The biggest, the most
Christianity and Islam, the two religions most widely spread around the globe today, together represent a colossal figure—about 3.4 billion people—approaching half the world’s 7.7 billion population. Combining the believers of the ten great world religions, so briefly described above, accounts altogether for more than three-fourths of the world’s citizens who associate themselves with a recognized, named religion.
In aggregate, the sheer magnitude of these numbers says something about humanity’s enduring capacity to believe in the reality of non-material things that are not registered by the physical senses in ordinary daily life. Can so very many people be so very wrong as the atheist naysayers and milder scientific nonbelievers believe? Well, the possibility of their all being totally (or partially) wrong certainly cannot be ruled out, but…
…that unseen, immaterial “spiritual domain”—the one three-fourths of humanity believes (on faith) to be real—can reasonably be called equivalent to the unseen, immaterial “energy” that science believes to be the real basis for everything in the universe.
Prominent examples of non-material equivalence include 1) the big bang, 2) dark matter, 3) dark energy, 4) quarks, 5) the “edge” of the universe, and a great zoo of obscure quantum particles whose existence is reasoned solely on obscure, theoretical equations that are sometimes supported by evidence—and many times not. The math says it should exist, they insist, and on the basis of complicated equations nobody else understands they believe that it probably does. After all, it’s hard to keep the mind fully, totally, open after a quarter-century of schooling, a fortune spent obtaining graduate and post-doctoral degrees, an advance lifetime commitment and over two decades of devotion in the noble quest to understand and add to the meager sum of human knowledge about micro-macro physics way out there at science’s farthest frontiers.

▶ **Task 1**: Rewrite the passage on religion and science from "Prominent examples of" to "science’s farthest frontiers.", putting "antimatter" in place of "dark matter".
▶ **Task 2**:
Answer these questions from the passage on religion and science:
(a) About how many people do Christianity and Islam together represent?
(b) What figure does the passage give for the world's population?
(c) Which example of non-material equivalence is listed second?

▶ **Material supplied**:
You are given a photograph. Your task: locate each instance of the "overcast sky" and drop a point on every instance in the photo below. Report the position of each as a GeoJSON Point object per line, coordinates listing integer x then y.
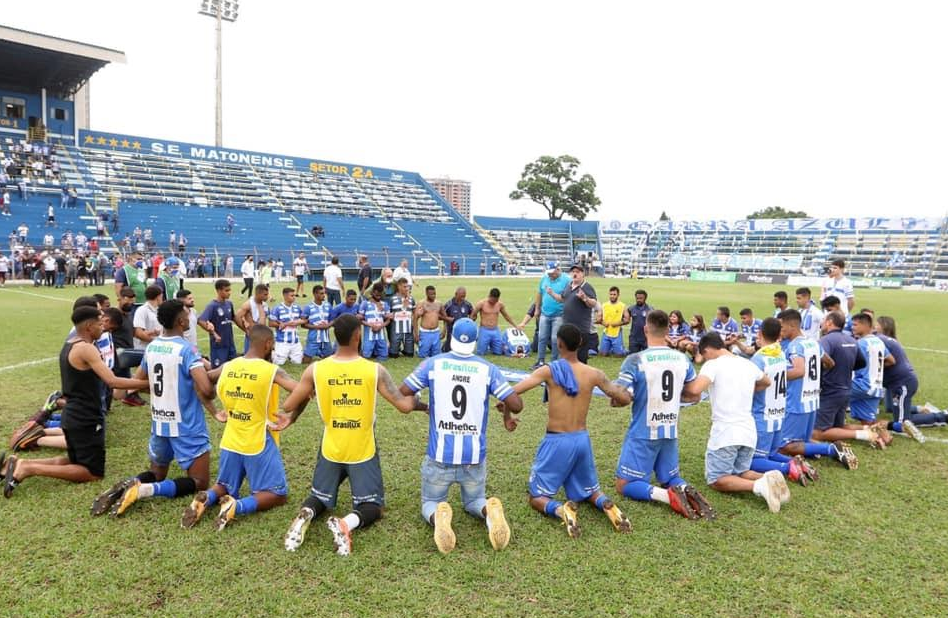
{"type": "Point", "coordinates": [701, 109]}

--

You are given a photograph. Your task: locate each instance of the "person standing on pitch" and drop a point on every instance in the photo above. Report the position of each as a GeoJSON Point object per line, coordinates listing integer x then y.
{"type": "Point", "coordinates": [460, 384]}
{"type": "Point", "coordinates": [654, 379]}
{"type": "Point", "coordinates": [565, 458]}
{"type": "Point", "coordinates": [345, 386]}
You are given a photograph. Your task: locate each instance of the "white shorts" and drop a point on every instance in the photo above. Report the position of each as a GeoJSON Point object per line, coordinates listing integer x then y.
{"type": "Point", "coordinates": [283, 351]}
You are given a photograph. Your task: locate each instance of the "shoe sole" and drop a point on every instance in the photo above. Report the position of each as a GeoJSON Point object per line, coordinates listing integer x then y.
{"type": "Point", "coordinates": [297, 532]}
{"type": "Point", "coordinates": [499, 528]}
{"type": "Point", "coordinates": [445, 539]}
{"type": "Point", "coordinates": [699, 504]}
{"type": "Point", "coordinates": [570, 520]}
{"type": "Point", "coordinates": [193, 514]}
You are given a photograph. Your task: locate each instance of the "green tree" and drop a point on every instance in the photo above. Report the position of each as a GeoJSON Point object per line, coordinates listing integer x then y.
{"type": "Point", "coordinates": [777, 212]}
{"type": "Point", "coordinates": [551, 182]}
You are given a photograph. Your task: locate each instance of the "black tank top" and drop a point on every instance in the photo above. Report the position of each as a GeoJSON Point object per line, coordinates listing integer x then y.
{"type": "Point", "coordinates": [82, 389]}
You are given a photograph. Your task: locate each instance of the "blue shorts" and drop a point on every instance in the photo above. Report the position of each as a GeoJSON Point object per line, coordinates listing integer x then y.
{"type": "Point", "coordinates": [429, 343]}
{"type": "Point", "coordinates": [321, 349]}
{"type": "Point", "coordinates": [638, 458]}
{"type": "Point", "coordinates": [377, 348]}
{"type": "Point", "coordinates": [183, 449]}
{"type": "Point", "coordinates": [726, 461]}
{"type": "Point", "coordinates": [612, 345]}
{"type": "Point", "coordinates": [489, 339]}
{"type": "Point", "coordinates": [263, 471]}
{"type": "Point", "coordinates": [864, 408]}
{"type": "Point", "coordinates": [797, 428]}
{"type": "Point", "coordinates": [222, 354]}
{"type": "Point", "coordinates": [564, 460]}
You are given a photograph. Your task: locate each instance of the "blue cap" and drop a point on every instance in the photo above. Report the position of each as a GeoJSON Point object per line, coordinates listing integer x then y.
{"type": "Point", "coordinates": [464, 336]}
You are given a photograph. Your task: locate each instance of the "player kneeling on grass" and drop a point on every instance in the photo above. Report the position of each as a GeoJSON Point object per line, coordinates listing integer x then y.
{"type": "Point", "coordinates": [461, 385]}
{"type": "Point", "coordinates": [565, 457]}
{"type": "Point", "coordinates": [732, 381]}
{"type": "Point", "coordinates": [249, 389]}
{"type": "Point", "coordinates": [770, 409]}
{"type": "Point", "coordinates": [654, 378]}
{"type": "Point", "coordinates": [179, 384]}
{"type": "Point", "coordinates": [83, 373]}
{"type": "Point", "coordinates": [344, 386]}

▶ **Correct response 1**:
Prominent examples of non-material equivalence include 1) the big bang, 2) antimatter, 3) dark energy, 4) quarks, 5) the “edge” of the universe, and a great zoo of obscure quantum particles whose existence is reasoned solely on obscure, theoretical equations that are sometimes supported by evidence—and many times not. The math says it should exist, they insist, and on the basis of complicated equations nobody else understands they believe that it probably does. After all, it’s hard to keep the mind fully, totally, open after a quarter-century of schooling, a fortune spent obtaining graduate and post-doctoral degrees, an advance lifetime commitment and over two decades of devotion in the noble quest to understand and add to the meager sum of human knowledge about micro-macro physics way out there at science’s farthest frontiers.

▶ **Correct response 2**:
(a) About 3.4 billion people.
(b) 7.7 billion.
(c) Dark matter.